*Quoted text*
*****

If we're honest, many of us would love to find ourselves dining at the Steak House on the Verandah weekly. And were we to peer across the globe we'd come to realise that there are steak houses that are veritable institutions in major cities across the world. Consider Peter Luger Steak House and Smith & Wollensky in New York; Harbour 60 and Barberian's in Toronto; STK in Las Vegas; Nick and Stef's Steakhouse in Los Angeles; Gaucho and Goodman in London; Le Relais de l'Entrecôte in Paris; and La Vache in Hong Kong.

But no matter how much we love the ambience of a steak house, sometimes we want to have the experience at home. And, that's not a bad thing. However, to effectively bring the steak house home, there a few facts that you should know.


Porterhouse and T-bone steaks are not identical

Yes, both are part-sirloin and filet mignon, double-cut, and look almost identical but they aren't. Porterhouse steaks are cut from the rear end of the short loin and T-bones are cut closer to the front. This results in more bone and less meat with a T-bone.

*****

*Data lines*
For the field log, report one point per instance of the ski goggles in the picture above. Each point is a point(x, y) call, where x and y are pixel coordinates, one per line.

*****

*What the task asks*
Copy out everything in the steak house text from "But no matter" down to "you should know.".

*Solution for this exercise*
But no matter how much we love the ambience of a steak house, sometimes we want to have the experience at home. And, that's not a bad thing. However, to effectively bring the steak house home, there a few facts that you should know.